SOURCE PASSAGE —
------------------------

Document Type

Dissertation

Degree Name

Doctor of Social Work (DSW)

Department

Social Work

Faculty/School

Lyle S. Hallman Faculty of Social Work

First Contributor

Eli Teram

Contributor Role

Thesis Supervisor

Abstract

This paper chronicles the experiences of the members of a post-treatment mutual support group for wife abusers (MS group). A review of the accumulated research on male abuser interventions suggests that this field is dominated by positivist program evaluative efforts. There is a paucity of qualitative research initiatives into the experiences of this population. The paper attempts to contribute to the very small but growing body of qualitative research on male abusers through the description of a grounded theory-naturalistic inquiry investigation into the individual and organizational strategies used by the members to construct an image of themselves as non-abusers. The author spent six years in the field as a participant observer at MS group meetings. The analysis of the data led to the development of a model of the social construction of a non-abuser image.

------------------------

INFORMATION PROVIDED —
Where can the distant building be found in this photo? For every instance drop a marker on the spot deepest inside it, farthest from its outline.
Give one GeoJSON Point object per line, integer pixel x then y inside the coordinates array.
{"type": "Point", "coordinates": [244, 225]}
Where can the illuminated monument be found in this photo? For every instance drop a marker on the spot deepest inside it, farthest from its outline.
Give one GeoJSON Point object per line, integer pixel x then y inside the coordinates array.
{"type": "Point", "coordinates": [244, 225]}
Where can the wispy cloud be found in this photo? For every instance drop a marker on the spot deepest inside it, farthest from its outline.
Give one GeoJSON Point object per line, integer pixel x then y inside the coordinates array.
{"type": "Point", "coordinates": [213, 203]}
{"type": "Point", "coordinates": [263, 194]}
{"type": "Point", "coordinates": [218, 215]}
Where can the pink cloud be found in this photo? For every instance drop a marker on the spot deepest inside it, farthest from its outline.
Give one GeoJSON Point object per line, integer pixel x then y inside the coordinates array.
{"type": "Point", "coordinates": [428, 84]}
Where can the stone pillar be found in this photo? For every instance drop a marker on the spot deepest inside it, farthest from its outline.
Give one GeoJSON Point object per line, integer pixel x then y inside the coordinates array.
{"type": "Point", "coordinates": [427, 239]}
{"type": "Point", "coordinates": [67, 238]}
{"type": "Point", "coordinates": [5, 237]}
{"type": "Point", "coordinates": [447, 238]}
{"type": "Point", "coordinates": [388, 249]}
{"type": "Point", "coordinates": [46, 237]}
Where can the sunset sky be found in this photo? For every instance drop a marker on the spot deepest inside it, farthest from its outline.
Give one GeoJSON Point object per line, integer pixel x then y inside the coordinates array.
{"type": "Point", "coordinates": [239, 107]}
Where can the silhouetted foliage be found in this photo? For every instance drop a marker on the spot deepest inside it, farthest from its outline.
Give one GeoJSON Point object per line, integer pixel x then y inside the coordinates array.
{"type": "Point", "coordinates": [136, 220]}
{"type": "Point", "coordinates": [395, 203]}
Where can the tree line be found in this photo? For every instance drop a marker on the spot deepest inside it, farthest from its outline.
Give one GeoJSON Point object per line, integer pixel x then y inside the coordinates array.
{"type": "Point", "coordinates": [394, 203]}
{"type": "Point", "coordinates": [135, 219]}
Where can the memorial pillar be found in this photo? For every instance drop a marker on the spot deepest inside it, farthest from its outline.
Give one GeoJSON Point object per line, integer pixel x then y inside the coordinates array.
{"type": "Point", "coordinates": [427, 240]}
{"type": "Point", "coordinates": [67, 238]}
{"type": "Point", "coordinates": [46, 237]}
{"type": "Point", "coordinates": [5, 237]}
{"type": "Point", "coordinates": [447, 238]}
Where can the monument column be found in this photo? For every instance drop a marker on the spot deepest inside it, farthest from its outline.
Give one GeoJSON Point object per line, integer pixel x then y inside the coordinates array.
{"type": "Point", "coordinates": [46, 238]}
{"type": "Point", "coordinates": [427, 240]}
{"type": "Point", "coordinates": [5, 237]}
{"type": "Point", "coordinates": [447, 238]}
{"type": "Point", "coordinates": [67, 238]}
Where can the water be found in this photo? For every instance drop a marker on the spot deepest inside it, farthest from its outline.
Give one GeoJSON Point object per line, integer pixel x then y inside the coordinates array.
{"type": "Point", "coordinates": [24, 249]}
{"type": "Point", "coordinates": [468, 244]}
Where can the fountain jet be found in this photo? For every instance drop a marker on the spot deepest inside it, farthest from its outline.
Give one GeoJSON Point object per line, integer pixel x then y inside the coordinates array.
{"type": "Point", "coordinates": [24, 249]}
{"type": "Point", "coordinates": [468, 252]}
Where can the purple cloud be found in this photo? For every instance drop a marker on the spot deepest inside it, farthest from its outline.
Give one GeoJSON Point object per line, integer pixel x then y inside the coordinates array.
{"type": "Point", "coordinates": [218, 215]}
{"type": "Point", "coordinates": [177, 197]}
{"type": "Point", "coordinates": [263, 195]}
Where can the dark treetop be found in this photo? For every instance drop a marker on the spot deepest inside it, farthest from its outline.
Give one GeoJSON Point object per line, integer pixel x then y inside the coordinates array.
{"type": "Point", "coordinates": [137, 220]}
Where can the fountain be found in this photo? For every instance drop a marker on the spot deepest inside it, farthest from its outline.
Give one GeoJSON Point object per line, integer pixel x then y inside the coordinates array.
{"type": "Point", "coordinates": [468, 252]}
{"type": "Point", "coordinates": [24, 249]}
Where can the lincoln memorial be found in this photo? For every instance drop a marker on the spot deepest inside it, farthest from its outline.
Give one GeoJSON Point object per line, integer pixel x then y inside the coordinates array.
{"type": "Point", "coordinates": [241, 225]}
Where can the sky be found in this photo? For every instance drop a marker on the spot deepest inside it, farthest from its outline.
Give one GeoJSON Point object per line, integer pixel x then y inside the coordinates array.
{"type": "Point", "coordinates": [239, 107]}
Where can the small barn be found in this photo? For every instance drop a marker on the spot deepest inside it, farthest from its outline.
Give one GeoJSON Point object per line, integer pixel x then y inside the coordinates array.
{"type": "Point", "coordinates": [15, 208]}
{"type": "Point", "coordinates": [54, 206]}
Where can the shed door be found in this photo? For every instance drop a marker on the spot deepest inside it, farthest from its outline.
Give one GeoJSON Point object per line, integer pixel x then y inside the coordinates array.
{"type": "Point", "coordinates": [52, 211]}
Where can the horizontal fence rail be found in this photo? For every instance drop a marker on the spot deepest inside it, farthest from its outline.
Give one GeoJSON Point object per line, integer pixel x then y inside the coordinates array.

------------------------

WHAT TO WORK ON —
A. According to the dissertation abstract, why does the paper present its study as a contribution to qualitative research on male abusers?
B. Please continue the dissertation abstract after its final sentence.

ANSWERS GIVEN —
A. The abstract states that research on interventions for male abusers is dominated by positivist program evaluation and that qualitative research on this population is scarce. The paper aims to add to this very small but growing body of qualitative work.

B.
The process of seeking and receiving male abuser group treatment has resulted in post-treatment mutual support group (MS group) members' self-identification as a stigmatized' population. The central role of the MS group is to assist its members, individually and collectively, to construct a new, non-abuser image. This is accomplished through the use of two central overlapping processes, deimaging and reimaging. Deimaging strategies are those which enable both individuals and the group to deal with the deleterious impacts of having been labelled a "wife abuser;" for example: implicating claims; victimization claims; and, determinism claims. Reimaging strategies are those which allow members to publicly display language, attitudes, ideation and behaviours which they perceive as incongruous with an abuser image; for example: professionalizing; ritualizing; recounting changes; and, show casing adaptive behaviour. The stigmatized image as a male abuser is never completely shed, however, and members report that reconstructing their non-abuser image is a life long process which will require their continuous effort and constant vigilance.

This model is diagrammatically portrayed and illustrated using examples of group members' discourse. The grounded theory is discussed within the context of three broad areas of literature: 1) the research on male abuser groups; 2) the literature on the linguistic strategies used by deviants to draw their behaviour into alignment with dominant culture; and, 3) the writings on the identify transforming strategies used by organizations of negatively labelled populations Finally, the potential of the model to meet the criterion for a formal grounded theory which could be used to describe the process of image transformation among other stigmatized populations is explored.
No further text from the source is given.